What you should do: Arrange as a Markdown table the lines below, starting with the line that contains "brown wing membrane" and going on through the line that contains "[329,359,498,520]". Use the columns Index and Content for a running number and the line itself, leaving out any blank lines.

++++++++++

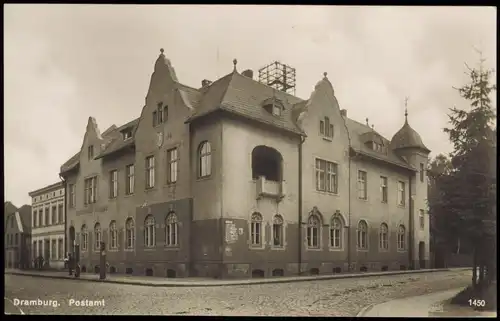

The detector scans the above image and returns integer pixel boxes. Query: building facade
[60,50,429,278]
[29,181,66,269]
[4,202,31,269]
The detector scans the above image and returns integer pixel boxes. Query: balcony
[255,176,286,201]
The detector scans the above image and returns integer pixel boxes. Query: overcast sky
[4,4,496,206]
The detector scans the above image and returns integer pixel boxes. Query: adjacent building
[4,202,31,269]
[29,181,66,269]
[60,50,429,278]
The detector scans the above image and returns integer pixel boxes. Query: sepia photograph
[3,4,498,318]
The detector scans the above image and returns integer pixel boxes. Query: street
[4,271,471,316]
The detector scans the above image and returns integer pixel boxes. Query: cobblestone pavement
[4,271,471,316]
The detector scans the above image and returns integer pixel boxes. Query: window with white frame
[379,223,389,251]
[109,170,118,198]
[81,224,89,251]
[398,181,406,206]
[330,215,344,249]
[198,141,212,178]
[165,213,179,246]
[273,215,284,247]
[109,221,118,250]
[146,156,155,188]
[358,171,367,200]
[144,215,156,247]
[357,221,368,250]
[167,148,179,184]
[125,218,135,250]
[398,225,406,251]
[250,213,262,246]
[84,176,97,204]
[307,214,321,249]
[94,223,102,251]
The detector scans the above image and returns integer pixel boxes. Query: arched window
[198,141,212,178]
[307,214,320,248]
[144,215,156,247]
[125,217,135,249]
[398,225,406,251]
[109,221,118,249]
[250,213,262,246]
[358,221,368,250]
[273,215,284,247]
[330,215,344,249]
[378,223,389,250]
[165,213,178,246]
[94,223,102,251]
[80,224,89,251]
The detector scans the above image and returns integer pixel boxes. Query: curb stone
[4,268,470,286]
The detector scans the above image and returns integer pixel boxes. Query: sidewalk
[4,268,470,287]
[357,288,496,318]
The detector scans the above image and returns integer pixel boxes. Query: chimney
[241,69,253,79]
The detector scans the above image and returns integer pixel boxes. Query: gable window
[125,218,135,249]
[87,145,94,160]
[398,225,406,251]
[69,184,76,208]
[330,215,344,249]
[307,214,320,249]
[165,213,179,246]
[380,176,388,203]
[358,221,368,250]
[273,215,283,247]
[125,164,135,195]
[198,141,212,178]
[398,181,406,206]
[84,176,97,204]
[250,213,262,246]
[167,148,179,183]
[146,156,155,188]
[379,223,389,251]
[94,223,102,251]
[358,171,367,200]
[144,215,156,247]
[109,170,118,198]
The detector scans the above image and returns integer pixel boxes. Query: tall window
[250,213,262,246]
[307,215,320,249]
[109,170,118,198]
[125,164,135,195]
[358,221,368,250]
[84,176,97,204]
[146,156,155,188]
[398,181,406,206]
[380,176,387,203]
[330,215,344,249]
[165,213,179,246]
[198,142,212,178]
[69,184,76,208]
[109,221,118,249]
[125,218,135,249]
[144,215,156,247]
[167,148,179,183]
[81,224,89,251]
[418,210,425,230]
[57,204,64,224]
[273,215,284,247]
[316,159,338,194]
[398,225,406,251]
[378,223,389,251]
[87,145,94,160]
[358,171,367,200]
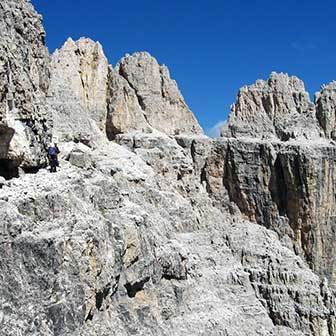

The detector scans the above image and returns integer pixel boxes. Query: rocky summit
[0,0,336,336]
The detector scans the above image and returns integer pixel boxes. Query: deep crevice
[96,285,111,310]
[0,159,19,180]
[124,276,150,298]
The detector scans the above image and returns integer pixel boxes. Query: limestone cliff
[223,72,320,141]
[0,0,51,177]
[49,38,202,146]
[49,38,108,145]
[0,0,336,336]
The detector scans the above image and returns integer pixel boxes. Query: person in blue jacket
[48,143,60,173]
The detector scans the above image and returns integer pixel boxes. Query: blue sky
[32,0,336,135]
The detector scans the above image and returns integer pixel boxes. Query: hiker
[48,144,60,173]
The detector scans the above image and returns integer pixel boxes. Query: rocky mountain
[0,0,336,336]
[0,0,51,177]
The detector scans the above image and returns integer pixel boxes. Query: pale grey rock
[222,72,321,141]
[0,0,51,177]
[0,0,336,336]
[0,133,335,336]
[108,52,203,139]
[315,82,336,140]
[49,38,108,146]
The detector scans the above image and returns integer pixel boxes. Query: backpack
[48,147,57,156]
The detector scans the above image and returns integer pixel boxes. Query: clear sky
[32,0,336,136]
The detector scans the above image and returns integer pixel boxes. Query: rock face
[316,82,336,140]
[0,0,336,336]
[49,39,202,146]
[108,52,202,139]
[222,73,320,141]
[198,74,336,284]
[0,133,335,336]
[0,0,50,178]
[49,38,108,145]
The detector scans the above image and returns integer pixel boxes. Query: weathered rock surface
[0,133,335,336]
[49,38,108,146]
[222,72,320,141]
[0,0,336,336]
[315,82,336,140]
[109,52,203,139]
[49,38,202,146]
[0,0,50,177]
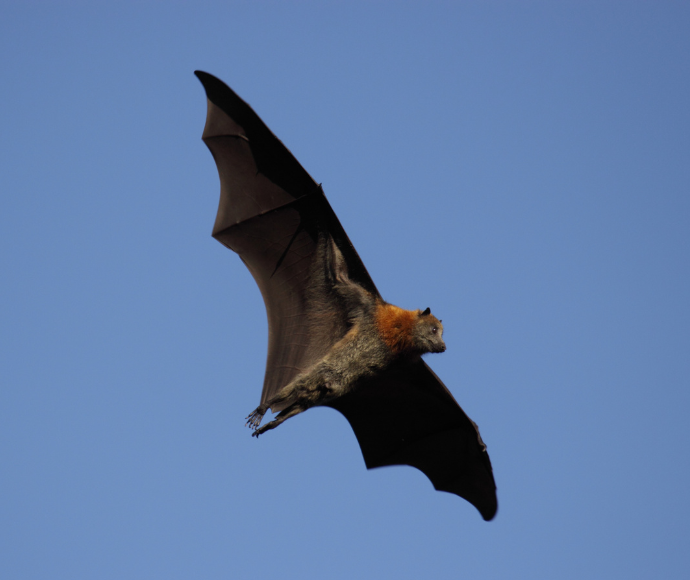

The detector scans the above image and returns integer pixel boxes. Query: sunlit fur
[247,239,446,436]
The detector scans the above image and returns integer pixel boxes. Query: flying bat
[195,71,498,520]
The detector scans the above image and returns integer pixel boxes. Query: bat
[195,71,498,521]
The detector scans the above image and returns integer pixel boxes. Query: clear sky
[0,1,690,580]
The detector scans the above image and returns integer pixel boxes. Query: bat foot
[245,405,266,430]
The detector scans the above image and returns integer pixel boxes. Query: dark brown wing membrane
[329,360,498,520]
[195,71,378,411]
[195,71,496,520]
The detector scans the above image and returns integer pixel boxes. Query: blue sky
[0,2,690,580]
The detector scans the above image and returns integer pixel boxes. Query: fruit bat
[195,71,498,520]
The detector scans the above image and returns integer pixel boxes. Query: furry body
[247,239,446,437]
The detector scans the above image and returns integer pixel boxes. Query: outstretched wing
[195,71,378,412]
[195,71,497,520]
[329,359,498,520]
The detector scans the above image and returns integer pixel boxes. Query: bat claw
[244,405,266,429]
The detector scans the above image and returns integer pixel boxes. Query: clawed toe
[244,407,264,429]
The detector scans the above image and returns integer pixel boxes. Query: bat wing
[329,359,498,521]
[195,71,378,412]
[195,71,497,520]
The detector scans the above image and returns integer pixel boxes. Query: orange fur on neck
[376,302,420,354]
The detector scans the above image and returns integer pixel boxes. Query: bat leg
[252,403,309,437]
[245,405,268,429]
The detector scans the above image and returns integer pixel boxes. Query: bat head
[412,308,446,353]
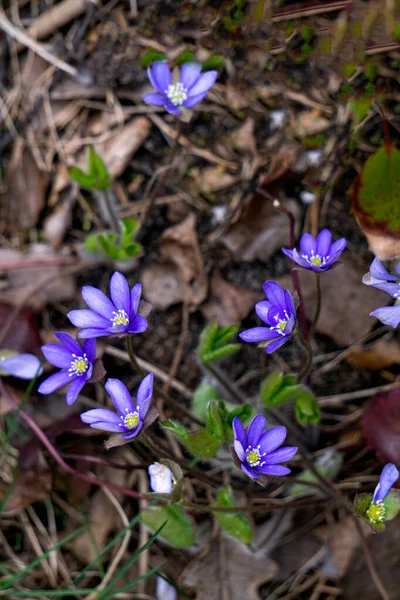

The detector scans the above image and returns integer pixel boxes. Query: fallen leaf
[278,252,388,346]
[3,138,49,229]
[0,452,51,517]
[221,194,300,261]
[200,273,263,327]
[346,339,400,371]
[294,110,333,138]
[182,534,278,600]
[362,386,400,465]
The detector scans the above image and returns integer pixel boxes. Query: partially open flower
[81,373,154,439]
[143,60,218,115]
[232,415,297,479]
[362,258,400,328]
[67,272,148,338]
[239,281,296,354]
[0,352,43,379]
[38,332,96,404]
[282,229,346,273]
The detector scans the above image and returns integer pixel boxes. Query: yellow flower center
[367,500,386,523]
[68,354,89,377]
[111,308,129,327]
[124,412,139,429]
[246,448,260,467]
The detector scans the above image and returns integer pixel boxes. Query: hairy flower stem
[308,273,321,338]
[140,120,186,229]
[126,335,204,426]
[296,329,313,383]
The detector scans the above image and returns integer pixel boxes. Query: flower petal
[127,315,149,333]
[265,335,290,354]
[188,71,218,98]
[241,463,260,479]
[370,258,397,281]
[83,338,96,364]
[258,425,287,454]
[257,465,290,477]
[110,271,131,317]
[372,463,400,504]
[130,283,142,319]
[142,92,166,106]
[239,327,279,342]
[147,60,172,94]
[136,373,154,419]
[179,62,203,90]
[38,371,73,394]
[300,233,317,256]
[67,308,110,328]
[182,94,206,108]
[104,379,135,417]
[54,331,82,355]
[42,344,73,369]
[232,417,247,450]
[247,414,267,448]
[82,285,115,320]
[78,327,111,340]
[66,377,86,405]
[254,300,272,323]
[0,354,43,379]
[369,305,400,329]
[81,408,125,432]
[264,446,298,465]
[263,281,285,309]
[316,229,332,257]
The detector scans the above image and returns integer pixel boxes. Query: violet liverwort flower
[38,332,96,404]
[148,463,172,494]
[239,281,296,354]
[81,373,154,438]
[282,229,346,273]
[232,415,297,479]
[143,60,218,115]
[67,272,148,338]
[362,258,400,328]
[0,354,43,379]
[367,463,400,523]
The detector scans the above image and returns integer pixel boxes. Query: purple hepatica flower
[67,273,148,338]
[362,258,400,328]
[81,373,154,438]
[143,61,218,115]
[0,354,43,379]
[239,281,296,354]
[367,463,400,523]
[232,415,297,479]
[38,332,96,404]
[282,229,346,273]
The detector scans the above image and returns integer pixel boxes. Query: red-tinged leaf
[352,143,400,239]
[362,387,400,465]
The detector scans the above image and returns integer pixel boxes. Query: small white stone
[300,190,316,204]
[148,463,172,494]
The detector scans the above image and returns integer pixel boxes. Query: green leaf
[213,485,253,544]
[202,344,240,363]
[192,383,221,421]
[141,504,196,548]
[352,143,400,239]
[142,50,164,67]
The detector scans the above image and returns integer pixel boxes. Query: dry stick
[256,188,308,339]
[141,121,185,228]
[0,377,145,499]
[0,8,89,84]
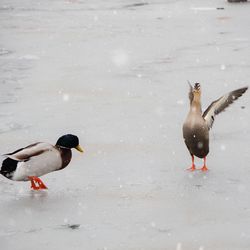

++++++++++

Worked answer:
| Index | Content |
|---|---|
| 1 | The detector scans the above image and returns integer pixel boxes. Query: dark brown wing membrane |
| 2 | [329,360,498,520] |
| 3 | [195,71,378,411] |
| 4 | [195,71,496,520] |
| 5 | The detector scans the above image and returns integer pixel boxes. Query: blue sky |
| 6 | [0,2,690,580] |
| 7 | The detector scans the above image and returns integer pixel boxes. Query: fruit bat |
| 8 | [195,71,498,520] |
| 9 | The detector scans the above image and returns integer pixel boxes. Query: furry body |
| 10 | [247,239,446,437] |
| 11 | The detector scans the above image and returns integer pixel boxes. Query: outstretched wing |
| 12 | [195,71,378,412] |
| 13 | [195,71,497,520] |
| 14 | [329,359,498,520] |